→ **SELECTED TEXT**
4In these 18 areas, PCGs and HAs will be limited in their ability to manage risk or plan health services. Under these circumstances, the budgets for care could revert back to the HA or, more likely, PFI hospitals will seek to become insurers and providers in partnership with PCGs or trusts. Trusts will hold the contracts for clinical staff, the PFI consortia will hold the capitation. Unlike NHS hospitals, PFI hospitals have no restrictions on their commercial activities, nor are they prevented from vertical integration.
5Many of the members of the PFI consortia have well developed community-based facilities such as nursing homes and residential care homes. PFI hospitals, like primary care trusts, may be able to buy up surplus NHS assets being disposed of under HA financial dis-investment plans, or they may design, build and operate community and primary care centres to compete with NHS provision.
Partnership arrangements would allow clinical staff to be employed by trusts, but the ownership, control and management of clinical services would be undertaken by the private sector. HAs are unlikely to oppose such moves since their financial reserves are already seriously depleted by the escalating costs of PFI.

→ **GOAL OF THE EXERCISE**
Continue the passage on PFI hospitals and NHS health authorities from its last sentence.

→ **PROVIDED DATA**

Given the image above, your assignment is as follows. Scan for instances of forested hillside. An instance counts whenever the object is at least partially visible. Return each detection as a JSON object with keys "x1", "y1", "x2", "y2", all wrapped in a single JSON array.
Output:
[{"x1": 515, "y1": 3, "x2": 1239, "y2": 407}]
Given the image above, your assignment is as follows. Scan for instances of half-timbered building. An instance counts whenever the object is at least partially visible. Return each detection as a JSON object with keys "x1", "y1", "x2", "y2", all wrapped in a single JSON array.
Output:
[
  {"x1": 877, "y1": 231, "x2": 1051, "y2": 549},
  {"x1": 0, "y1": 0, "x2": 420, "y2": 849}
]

...

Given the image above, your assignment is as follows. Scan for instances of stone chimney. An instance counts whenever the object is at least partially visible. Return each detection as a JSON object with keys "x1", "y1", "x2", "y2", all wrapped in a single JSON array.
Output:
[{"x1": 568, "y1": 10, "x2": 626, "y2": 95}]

→ **ANSWER TO THE EXERCISE**
The government is open to extending PFI to mental health and community-based services, giving the private sector a way into every aspect of NHS delivery. PFI facilities are built by a consortia of bankers, builders and service operators.
When the construction phase is complete the contracts will be sold on and, at this point, the large healthcare insurers, pharmaceutical companies, hospital chains and the same HMOs that dominate the US marketplace will take their place.
The internal market has reduced the accountability of HAs by creating trust boards. Public accountability will be weakened further by allowing primary care trusts and PFI hospitals to combine the functions of planning and provision. By failing to define the structural nature and relationships of PCGs the white paper sacrifices the public health function, and the population focus hitherto exercised for the NHS by HAs is lost. In the US, HMOs and hospital chains combine both purchaser and provider functions, but as they have no responsibility for meeting the local population's needs there are no mechanisms for ensuring local accountability. Redress is only through protracted and laborious complaints procedures. Although it is intended that PCGs and primary care trusts will be accountable through their board to the HA, what will happen when their populations are not coterminous with the HA?
PCGs could be the unwitting executioners of the NHS, disposing of the central tenets of equity and universal coverage and NHS care free at the point of delivery. The white paper legislation must guarantee universal coverage, equity and local accountability. It must distinguish between NHS and privately funded care and provision.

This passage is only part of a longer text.